### SUPPLIED DATA

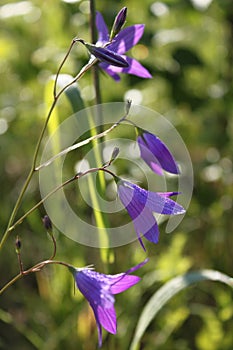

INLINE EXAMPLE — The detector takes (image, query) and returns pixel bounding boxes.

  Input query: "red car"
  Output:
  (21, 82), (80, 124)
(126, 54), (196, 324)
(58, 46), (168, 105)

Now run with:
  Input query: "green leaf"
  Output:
(130, 270), (233, 350)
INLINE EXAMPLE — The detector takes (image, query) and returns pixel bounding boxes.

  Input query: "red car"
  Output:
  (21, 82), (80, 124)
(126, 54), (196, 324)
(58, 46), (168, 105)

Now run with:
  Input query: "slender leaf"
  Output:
(130, 270), (233, 350)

### EXERCISE PROMPT
Please rewrite the items above as one numbered list with a line per entry, dropping blank lines and leaving out the pictures.

### COMPLETED EXERCISE
1. INLINE EXAMPLE — The detector takes (image, query) and returns pixel bounding boxes.
2.   Input query: "red car"
3.   Output:
4.   (21, 82), (80, 124)
5. (126, 54), (196, 324)
6. (58, 46), (168, 105)
7. Now run with:
8.   Input query: "green leaf"
9.   Output:
10. (130, 270), (233, 350)
11. INLINE EXAMPLE — The detector takes (image, query) and returns pixel bounding boxes.
12.   Input query: "red car"
13.   Output:
14.   (21, 82), (80, 124)
15. (126, 54), (196, 324)
16. (58, 46), (168, 105)
17. Now run with:
18.   Input query: "slender leaf"
19.   Output:
20. (130, 270), (233, 350)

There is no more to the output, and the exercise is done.